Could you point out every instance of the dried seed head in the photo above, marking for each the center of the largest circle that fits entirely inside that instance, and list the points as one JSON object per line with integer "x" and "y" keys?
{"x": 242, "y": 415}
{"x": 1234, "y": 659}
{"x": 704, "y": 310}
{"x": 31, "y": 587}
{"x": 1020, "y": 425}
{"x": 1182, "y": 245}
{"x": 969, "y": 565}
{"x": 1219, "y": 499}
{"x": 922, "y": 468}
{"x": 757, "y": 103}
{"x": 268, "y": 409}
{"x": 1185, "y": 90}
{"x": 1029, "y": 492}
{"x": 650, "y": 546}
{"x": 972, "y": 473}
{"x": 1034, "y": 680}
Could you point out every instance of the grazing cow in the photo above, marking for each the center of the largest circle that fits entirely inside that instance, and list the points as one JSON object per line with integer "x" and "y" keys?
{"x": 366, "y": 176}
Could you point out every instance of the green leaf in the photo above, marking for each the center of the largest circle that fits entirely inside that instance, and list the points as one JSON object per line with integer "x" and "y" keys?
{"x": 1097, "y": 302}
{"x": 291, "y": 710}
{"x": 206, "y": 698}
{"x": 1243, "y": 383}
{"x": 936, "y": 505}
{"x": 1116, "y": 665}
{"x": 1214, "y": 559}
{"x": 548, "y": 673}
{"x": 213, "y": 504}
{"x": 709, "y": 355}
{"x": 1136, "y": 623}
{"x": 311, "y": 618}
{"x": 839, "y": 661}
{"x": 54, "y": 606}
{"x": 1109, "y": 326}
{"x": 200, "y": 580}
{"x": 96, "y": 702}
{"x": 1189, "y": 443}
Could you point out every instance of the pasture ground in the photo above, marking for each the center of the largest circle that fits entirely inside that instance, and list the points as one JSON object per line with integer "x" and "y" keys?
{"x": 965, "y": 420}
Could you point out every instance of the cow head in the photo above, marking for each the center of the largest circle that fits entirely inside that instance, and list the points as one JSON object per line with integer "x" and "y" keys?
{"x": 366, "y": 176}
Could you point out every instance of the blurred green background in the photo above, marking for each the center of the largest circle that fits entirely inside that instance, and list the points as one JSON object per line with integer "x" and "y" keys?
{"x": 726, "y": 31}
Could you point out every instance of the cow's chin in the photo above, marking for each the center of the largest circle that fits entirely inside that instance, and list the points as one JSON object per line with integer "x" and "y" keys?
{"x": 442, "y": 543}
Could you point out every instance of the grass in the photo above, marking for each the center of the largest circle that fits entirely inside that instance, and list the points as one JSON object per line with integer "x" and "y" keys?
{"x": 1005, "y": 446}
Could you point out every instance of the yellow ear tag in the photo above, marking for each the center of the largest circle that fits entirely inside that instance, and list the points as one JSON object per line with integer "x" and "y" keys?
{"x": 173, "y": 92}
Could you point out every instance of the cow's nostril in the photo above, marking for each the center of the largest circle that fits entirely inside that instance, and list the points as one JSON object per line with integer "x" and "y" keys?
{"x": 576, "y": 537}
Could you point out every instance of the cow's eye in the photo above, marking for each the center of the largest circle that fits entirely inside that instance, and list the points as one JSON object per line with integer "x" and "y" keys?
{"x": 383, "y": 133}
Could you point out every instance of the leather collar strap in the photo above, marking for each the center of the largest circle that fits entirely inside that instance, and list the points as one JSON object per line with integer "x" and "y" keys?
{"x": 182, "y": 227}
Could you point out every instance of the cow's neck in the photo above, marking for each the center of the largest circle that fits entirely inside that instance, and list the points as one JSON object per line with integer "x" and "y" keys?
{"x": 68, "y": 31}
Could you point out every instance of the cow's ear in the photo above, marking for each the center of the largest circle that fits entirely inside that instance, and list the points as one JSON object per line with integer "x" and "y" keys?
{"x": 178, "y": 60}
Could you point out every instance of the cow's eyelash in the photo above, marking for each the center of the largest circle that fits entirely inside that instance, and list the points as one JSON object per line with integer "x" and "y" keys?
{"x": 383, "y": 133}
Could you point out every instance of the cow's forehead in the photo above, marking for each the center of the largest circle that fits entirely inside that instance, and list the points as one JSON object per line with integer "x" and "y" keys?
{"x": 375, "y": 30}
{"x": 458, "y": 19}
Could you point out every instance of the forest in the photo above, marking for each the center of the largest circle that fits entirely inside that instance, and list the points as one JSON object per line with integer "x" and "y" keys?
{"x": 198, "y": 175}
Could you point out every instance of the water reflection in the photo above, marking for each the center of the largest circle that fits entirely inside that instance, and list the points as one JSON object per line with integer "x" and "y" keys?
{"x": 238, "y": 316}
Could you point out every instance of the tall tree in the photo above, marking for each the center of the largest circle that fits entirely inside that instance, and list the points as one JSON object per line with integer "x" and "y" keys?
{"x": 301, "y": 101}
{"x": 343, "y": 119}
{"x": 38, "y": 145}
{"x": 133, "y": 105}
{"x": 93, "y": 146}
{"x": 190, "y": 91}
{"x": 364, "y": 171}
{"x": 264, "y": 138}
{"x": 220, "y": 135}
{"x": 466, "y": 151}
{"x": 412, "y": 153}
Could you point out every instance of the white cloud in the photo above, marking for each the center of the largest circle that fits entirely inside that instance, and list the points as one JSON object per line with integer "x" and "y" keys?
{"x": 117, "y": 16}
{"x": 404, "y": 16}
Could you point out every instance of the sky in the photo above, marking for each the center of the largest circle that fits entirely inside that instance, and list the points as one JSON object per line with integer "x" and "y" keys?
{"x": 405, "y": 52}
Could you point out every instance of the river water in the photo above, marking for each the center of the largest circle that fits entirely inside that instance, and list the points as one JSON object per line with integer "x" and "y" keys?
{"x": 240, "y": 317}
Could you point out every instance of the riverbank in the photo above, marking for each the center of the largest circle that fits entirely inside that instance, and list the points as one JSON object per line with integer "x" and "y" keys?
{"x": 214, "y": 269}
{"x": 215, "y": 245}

---+---

Written request: Transcribe all lines as written.

Response to this task:
Could you point out every instance of the dried seed head in the photo above, marking for each the center of the largest circle that fits entirely inside that instance, and list the points as one JSON object per line with integer "x" and "y" keys?
{"x": 242, "y": 415}
{"x": 1234, "y": 659}
{"x": 704, "y": 310}
{"x": 31, "y": 587}
{"x": 1020, "y": 425}
{"x": 1182, "y": 245}
{"x": 969, "y": 565}
{"x": 1219, "y": 499}
{"x": 922, "y": 468}
{"x": 757, "y": 103}
{"x": 268, "y": 409}
{"x": 1185, "y": 90}
{"x": 1029, "y": 492}
{"x": 650, "y": 546}
{"x": 972, "y": 473}
{"x": 1034, "y": 680}
Could you point out every instance of the grazing cow in the photo above, marking for each the center of the largest circle that fits entirely inside that instance, and list the points as one JSON object per line with integer "x" and "y" keys?
{"x": 366, "y": 176}
Could you point out every instance of the green leaf in the photo above, marking for each the center of the largest circle that fits entirely inside that instance, and list the points as one JSON object per line with integer "x" and "y" keys?
{"x": 1097, "y": 302}
{"x": 291, "y": 710}
{"x": 206, "y": 698}
{"x": 1243, "y": 383}
{"x": 936, "y": 505}
{"x": 1116, "y": 665}
{"x": 1214, "y": 559}
{"x": 548, "y": 673}
{"x": 213, "y": 504}
{"x": 709, "y": 355}
{"x": 1136, "y": 623}
{"x": 311, "y": 618}
{"x": 839, "y": 661}
{"x": 54, "y": 606}
{"x": 1109, "y": 326}
{"x": 200, "y": 580}
{"x": 96, "y": 702}
{"x": 1189, "y": 443}
Could you point out every instance of the pasture ground in the photo above, marking for each the center of the largest circle that fits entirely inside that instance, and list the points as one JSON object per line with integer "x" and "y" keys?
{"x": 965, "y": 420}
Could you point out every instance of the cow head in the photo above, marking for each the center of the largest circle that fits entirely inside that instance, and list the points as one JSON object per line with integer "x" and "y" keys?
{"x": 366, "y": 176}
Could you point out every instance of the blurred green background in the photo above, marking for each the center of the largest circle that fits entirely inside that instance, and list the points as one JSON object per line with integer "x" and "y" keys?
{"x": 726, "y": 31}
Could you point out every instance of the cow's chin in the photo above, marking for each the center of the largest circle that fits entirely inside that instance, and list the points as one JSON object per line with integer "x" and "y" keys?
{"x": 442, "y": 543}
Could you point out every instance of the grass in the photo above, marking for each the center of the largest circle that fits entirely inside that instance, and list the points as one JSON object per line with integer "x" and "y" keys?
{"x": 1005, "y": 446}
Could you point out every instance of the yellow ear tag in the photo above, marking for each the center of the largest circle that fits entirely inside that instance, and list the points as one JSON object per line with integer "x" and "y" keys?
{"x": 173, "y": 92}
Could you point out every instance of the cow's nostril in the photo above, marking for each the center of the largest circle that fits entirely inside that instance, and list the points as one JSON object per line with integer "x" and "y" keys?
{"x": 576, "y": 537}
Could you point out every instance of the cow's eye in the photo above, marking for each the center of the largest circle that fits entirely inside that instance, and list the points as one JSON object per line with integer "x" and "y" keys?
{"x": 383, "y": 133}
Could you point out every instance of the leather collar strap in the photo above, marking for each the center of the largest circle that fits entirely inside that instance, and list the points as one JSON object per line with integer "x" and "y" keys?
{"x": 182, "y": 227}
Could you point out every instance of the cow's neck in the photo above, marking for each the center of the largest circle that fits entirely inside that instance, and list the points as one JSON object per line with integer "x" and "y" keys?
{"x": 68, "y": 31}
Could you point out every instance of the cow's ear in the photo above, marking for each the center of the largest circle that fits entirely inside that instance, and list the points as one JSON object per line with integer "x" and "y" keys?
{"x": 178, "y": 60}
Could you point out every instance of the cow's eyelash in the photo above, marking for each the center of the largest circle that fits entirely inside that instance, and list the points as one JSON object per line with integer "x" and "y" keys?
{"x": 383, "y": 133}
Could you point out every instance of the cow's forehead in the photo above, marking for each the center of the largest circle that fits entirely inside that instance, and list the points as one JSON object per line with integer "x" and "y" keys?
{"x": 375, "y": 30}
{"x": 458, "y": 19}
Could you point out every instance of the forest in the photo above, marking for each the center of the largest circle that fits entirely inside that instance, and list the points as one JSON object per line with integer "x" and "y" keys?
{"x": 198, "y": 175}
Could you point out every instance of the water reflection in the photo above, marking for each the center of the largest circle that fits entirely inside that instance, and list the points as one JSON object per line with integer "x" and "y" keys?
{"x": 238, "y": 316}
Could you point out every instance of the tall tree in the photo above, marking for each the center of the largest circle that fits entirely inside that instance, and list the points as one JSON object per line with integer "x" and "y" keys?
{"x": 301, "y": 101}
{"x": 343, "y": 119}
{"x": 38, "y": 145}
{"x": 133, "y": 105}
{"x": 93, "y": 146}
{"x": 190, "y": 91}
{"x": 364, "y": 171}
{"x": 264, "y": 138}
{"x": 220, "y": 135}
{"x": 466, "y": 151}
{"x": 412, "y": 153}
Could you point out every instance of the white cloud in the photo above, marking for each the center of the largest circle that fits entirely inside that instance, and list the points as one JSON object per line with integer "x" and "y" keys?
{"x": 117, "y": 16}
{"x": 404, "y": 16}
Could you point out every instance of the sky in the photo above, marking for each the center of the largest circle that fits entirely inside that instance, and list the points as one JSON object per line with integer "x" and "y" keys?
{"x": 405, "y": 52}
Could you point out every instance of the river water in the photo above, marking for each the center of the largest circle that fits entirely inside that instance, and list the points as one JSON object per line with integer "x" and "y" keys?
{"x": 240, "y": 317}
Could you point out every instance of the riverbank in the photo above, marking for each the center of the largest circle that fits entirely inside that instance, and list the points as one JSON object per line with integer "x" and "y" keys?
{"x": 214, "y": 269}
{"x": 215, "y": 245}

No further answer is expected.